**TO DO**
Transcribe word for word the stretch that starts at the line containing "highlight distant city light" and ends at the line containing "[381,131,531,246]", both of those lines included.

**DATA ENTRIES**
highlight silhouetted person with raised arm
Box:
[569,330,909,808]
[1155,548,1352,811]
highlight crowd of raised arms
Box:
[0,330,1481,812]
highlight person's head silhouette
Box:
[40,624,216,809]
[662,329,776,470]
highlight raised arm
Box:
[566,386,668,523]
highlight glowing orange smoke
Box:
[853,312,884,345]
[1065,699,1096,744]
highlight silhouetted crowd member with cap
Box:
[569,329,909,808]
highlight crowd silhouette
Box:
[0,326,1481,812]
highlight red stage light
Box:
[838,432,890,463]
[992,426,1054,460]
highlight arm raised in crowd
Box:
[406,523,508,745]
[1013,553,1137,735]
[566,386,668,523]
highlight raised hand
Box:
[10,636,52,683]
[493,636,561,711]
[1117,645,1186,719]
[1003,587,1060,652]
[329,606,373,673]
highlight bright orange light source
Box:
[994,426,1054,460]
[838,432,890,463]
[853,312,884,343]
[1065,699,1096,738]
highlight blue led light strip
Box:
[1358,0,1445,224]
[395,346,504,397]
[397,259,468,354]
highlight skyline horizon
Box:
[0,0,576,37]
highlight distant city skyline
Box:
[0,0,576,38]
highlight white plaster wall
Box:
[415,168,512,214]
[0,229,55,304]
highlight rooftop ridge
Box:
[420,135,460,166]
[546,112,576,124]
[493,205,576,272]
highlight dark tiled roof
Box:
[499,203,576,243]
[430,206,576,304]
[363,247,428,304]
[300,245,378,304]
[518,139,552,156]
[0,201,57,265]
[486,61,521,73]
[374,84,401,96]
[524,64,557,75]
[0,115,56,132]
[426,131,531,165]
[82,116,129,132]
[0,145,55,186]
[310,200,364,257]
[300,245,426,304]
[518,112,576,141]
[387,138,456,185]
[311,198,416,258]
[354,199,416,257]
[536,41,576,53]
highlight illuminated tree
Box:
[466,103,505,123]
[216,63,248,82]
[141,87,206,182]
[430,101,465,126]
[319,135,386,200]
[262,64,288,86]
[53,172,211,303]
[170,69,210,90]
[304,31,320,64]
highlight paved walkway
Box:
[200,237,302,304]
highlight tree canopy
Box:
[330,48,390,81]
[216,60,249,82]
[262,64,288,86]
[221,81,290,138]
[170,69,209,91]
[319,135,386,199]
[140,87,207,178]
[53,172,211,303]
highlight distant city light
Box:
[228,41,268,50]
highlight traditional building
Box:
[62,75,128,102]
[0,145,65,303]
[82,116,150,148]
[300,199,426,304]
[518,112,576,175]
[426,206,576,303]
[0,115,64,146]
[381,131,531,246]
...
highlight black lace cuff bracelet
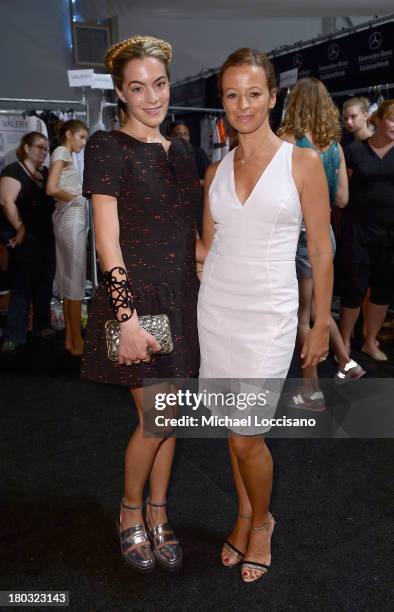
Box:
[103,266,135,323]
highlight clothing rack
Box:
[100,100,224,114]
--
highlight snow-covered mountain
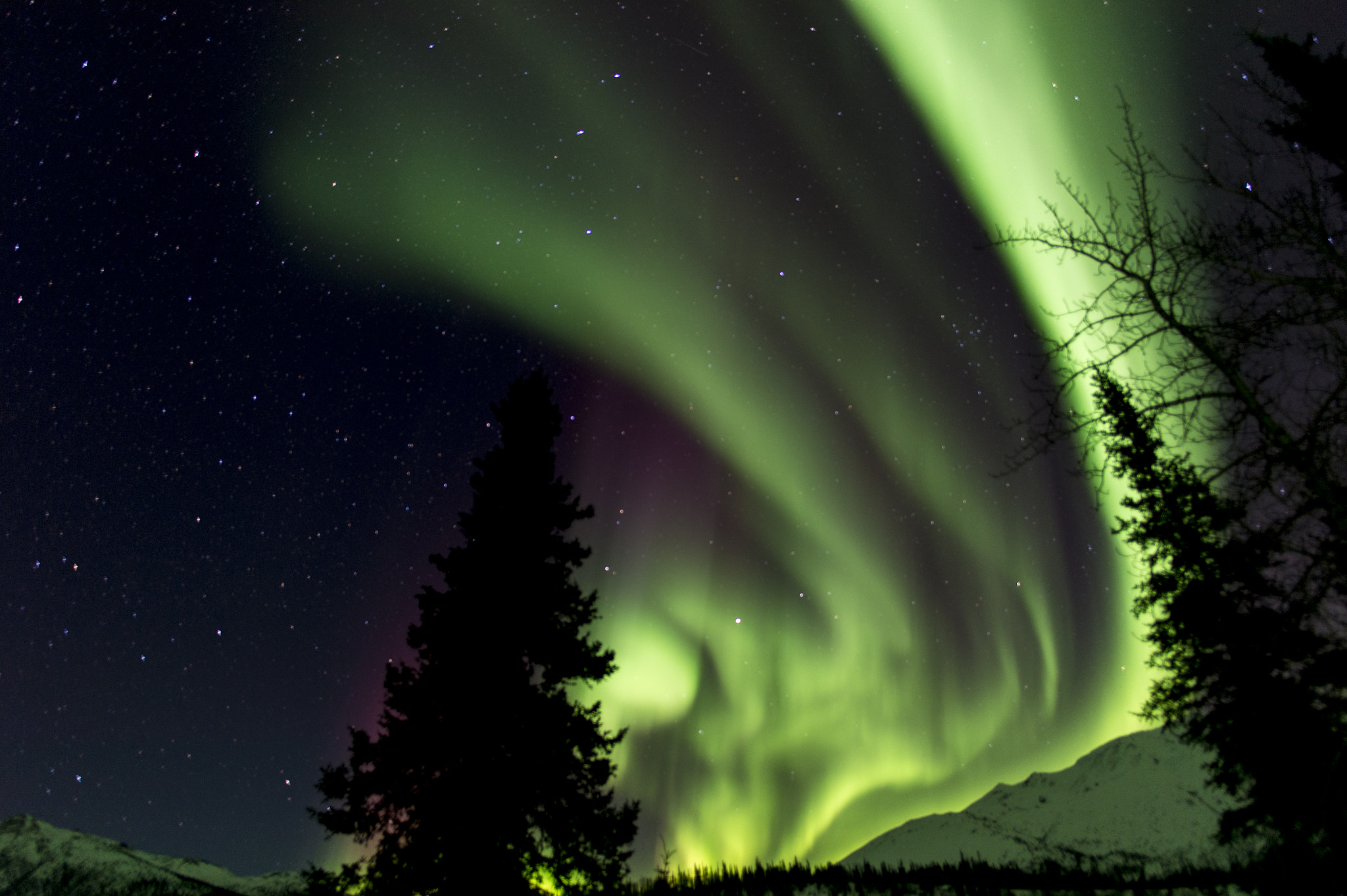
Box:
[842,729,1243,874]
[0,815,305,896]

**EXPECTED ANSWER**
highlight distant city light
Box:
[228,41,268,50]
highlight traditional building
Box:
[62,75,128,102]
[0,145,65,303]
[82,116,150,148]
[300,199,426,304]
[518,112,576,175]
[426,206,576,303]
[0,115,64,146]
[381,131,531,246]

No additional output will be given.